[Items listed in a dataset]
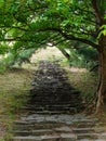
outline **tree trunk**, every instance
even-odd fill
[[[100,44],[100,85],[97,89],[96,113],[104,111],[106,104],[106,37],[102,38]]]
[[[70,55],[65,51],[65,49],[57,47],[57,49],[64,54],[64,56],[69,61]]]

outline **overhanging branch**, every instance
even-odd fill
[[[98,49],[98,44],[88,40],[88,39],[84,39],[84,38],[80,38],[80,37],[75,37],[72,35],[68,35],[66,34],[65,31],[63,31],[61,28],[44,28],[42,29],[41,31],[43,30],[52,30],[52,31],[57,31],[65,39],[68,39],[68,40],[76,40],[76,41],[80,41],[80,42],[83,42],[85,44],[89,44],[95,49]]]

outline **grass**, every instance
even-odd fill
[[[10,137],[9,131],[15,118],[18,118],[19,108],[26,102],[25,95],[30,87],[32,72],[14,69],[0,74],[0,128],[1,140]],[[4,132],[6,130],[6,133]]]
[[[71,68],[66,64],[66,59],[57,49],[49,48],[47,51],[41,50],[32,55],[35,65],[25,65],[28,69],[12,69],[0,74],[0,141],[8,141],[14,119],[18,118],[21,107],[25,104],[25,97],[30,88],[32,80],[32,70],[39,60],[61,60],[62,67],[67,70],[69,81],[72,87],[81,91],[83,100],[89,101],[96,90],[97,75],[89,73],[83,68]],[[6,132],[5,132],[6,130]],[[4,137],[3,137],[4,136]]]

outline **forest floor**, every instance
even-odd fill
[[[67,70],[70,72],[68,73],[70,84],[81,91],[84,99],[89,100],[96,89],[95,75],[83,69],[68,68]],[[30,88],[32,73],[34,70],[13,69],[0,75],[0,137],[10,138],[8,130],[11,130],[13,120],[18,119],[19,108],[26,102],[24,98]]]
[[[49,53],[49,52],[48,52]],[[47,54],[43,53],[43,57]],[[38,59],[38,56],[36,55]],[[40,57],[41,59],[41,57]],[[39,60],[40,60],[39,59]],[[35,60],[35,57],[32,57]],[[39,60],[36,60],[35,65]],[[54,60],[49,57],[49,60]],[[83,100],[89,101],[96,90],[97,76],[84,68],[75,68],[65,65],[62,66],[67,70],[71,86],[81,91]],[[32,80],[32,74],[36,66],[30,68],[16,68],[0,74],[0,141],[10,138],[12,123],[19,117],[19,108],[25,104]]]

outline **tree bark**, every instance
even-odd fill
[[[104,111],[106,104],[106,37],[101,38],[100,46],[100,85],[97,89],[96,113]]]

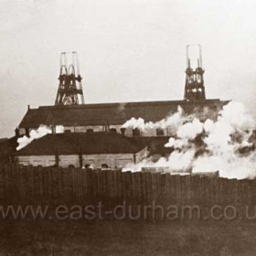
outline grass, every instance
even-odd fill
[[[3,221],[0,255],[256,255],[256,223]]]

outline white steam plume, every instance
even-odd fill
[[[252,178],[256,176],[255,121],[244,105],[229,102],[219,112],[216,121],[201,123],[194,118],[179,126],[166,147],[173,152],[156,163],[144,159],[135,166],[168,167],[170,171],[193,168],[193,172],[219,171],[220,176],[229,178]]]
[[[122,127],[123,128],[138,128],[140,130],[151,130],[151,129],[156,129],[156,128],[167,128],[169,127],[172,132],[176,132],[176,130],[181,125],[183,122],[185,122],[185,115],[183,114],[183,109],[178,106],[177,111],[167,116],[166,118],[156,122],[144,122],[143,118],[131,118],[130,120],[126,121]]]
[[[64,133],[64,127],[62,125],[57,125],[55,129],[56,133]],[[24,135],[23,137],[17,139],[18,146],[16,147],[16,150],[22,149],[34,140],[39,139],[48,133],[52,133],[52,129],[46,125],[40,125],[38,129],[31,130],[29,137]]]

== TASK ==
Copy out every one of the lines above with no changes. Omit the pictures.

== ANSWER ==
outline **tree trunk**, every instance
even-odd fill
[[[100,44],[100,85],[97,89],[96,113],[104,111],[106,104],[106,37],[102,38]]]
[[[70,55],[65,51],[65,49],[57,47],[57,49],[64,54],[64,56],[69,61]]]

outline **overhanging branch**, every instance
even-odd fill
[[[98,49],[98,44],[88,40],[88,39],[84,39],[84,38],[80,38],[80,37],[75,37],[72,35],[68,35],[66,34],[65,31],[63,31],[61,28],[44,28],[42,29],[41,31],[43,30],[52,30],[52,31],[57,31],[65,39],[68,39],[68,40],[76,40],[76,41],[80,41],[80,42],[83,42],[85,44],[89,44],[95,49]]]

outline **grass**, every instance
even-odd fill
[[[10,137],[9,131],[15,118],[18,118],[19,108],[26,102],[25,95],[30,87],[32,72],[14,69],[0,74],[0,128],[1,140]],[[4,132],[6,130],[6,133]]]
[[[71,68],[66,64],[66,59],[57,49],[49,48],[47,51],[41,50],[32,55],[35,65],[25,65],[28,69],[12,69],[0,74],[0,141],[8,141],[14,119],[18,118],[21,107],[25,104],[25,97],[30,88],[32,80],[32,70],[39,60],[61,60],[62,67],[67,70],[69,81],[72,87],[81,91],[83,100],[89,101],[96,90],[97,75],[89,73],[83,68]],[[6,132],[5,132],[6,130]],[[4,137],[3,137],[4,136]]]

outline **forest floor**, every instance
even-odd fill
[[[67,70],[70,72],[68,73],[70,84],[81,91],[84,99],[89,100],[96,89],[95,75],[83,69],[68,68]],[[30,88],[32,73],[34,70],[13,69],[0,75],[0,137],[10,138],[8,130],[11,130],[13,120],[18,119],[19,108],[26,102],[24,98]]]
[[[49,53],[49,52],[48,52]],[[47,54],[43,53],[43,57]],[[38,59],[38,56],[36,55]],[[40,57],[41,59],[41,57]],[[39,60],[40,60],[39,59]],[[35,60],[35,57],[32,57]],[[39,60],[36,60],[35,65]],[[54,60],[49,57],[49,60]],[[83,100],[89,101],[96,90],[97,76],[84,68],[75,68],[65,65],[62,66],[67,70],[71,86],[81,91]],[[32,80],[32,74],[36,66],[30,68],[16,68],[0,74],[0,141],[10,138],[12,123],[19,117],[19,108],[25,104]]]

outline **tree bark**, every instance
even-odd fill
[[[104,111],[106,104],[106,37],[101,38],[100,46],[100,85],[97,89],[96,113]]]

outline grass, every instance
even-odd fill
[[[3,221],[0,255],[256,255],[256,223]]]

outline white steam plume, every instance
even-odd fill
[[[252,178],[256,176],[255,121],[244,105],[229,102],[219,112],[216,121],[201,123],[194,118],[179,126],[166,147],[173,152],[156,163],[144,159],[135,166],[168,167],[170,171],[193,168],[193,172],[219,171],[220,176],[229,178]]]
[[[122,127],[123,128],[138,128],[140,130],[151,130],[151,129],[156,129],[156,128],[167,128],[169,127],[172,132],[176,132],[176,130],[181,125],[183,122],[185,122],[185,115],[183,114],[183,109],[178,106],[177,111],[167,116],[166,118],[156,122],[144,122],[143,118],[131,118],[130,120],[126,121]]]
[[[64,133],[64,127],[62,125],[57,125],[55,129],[56,133]],[[24,135],[23,137],[17,139],[18,146],[16,147],[16,150],[22,149],[34,140],[39,139],[48,133],[52,133],[52,129],[46,125],[40,125],[38,129],[31,130],[29,137]]]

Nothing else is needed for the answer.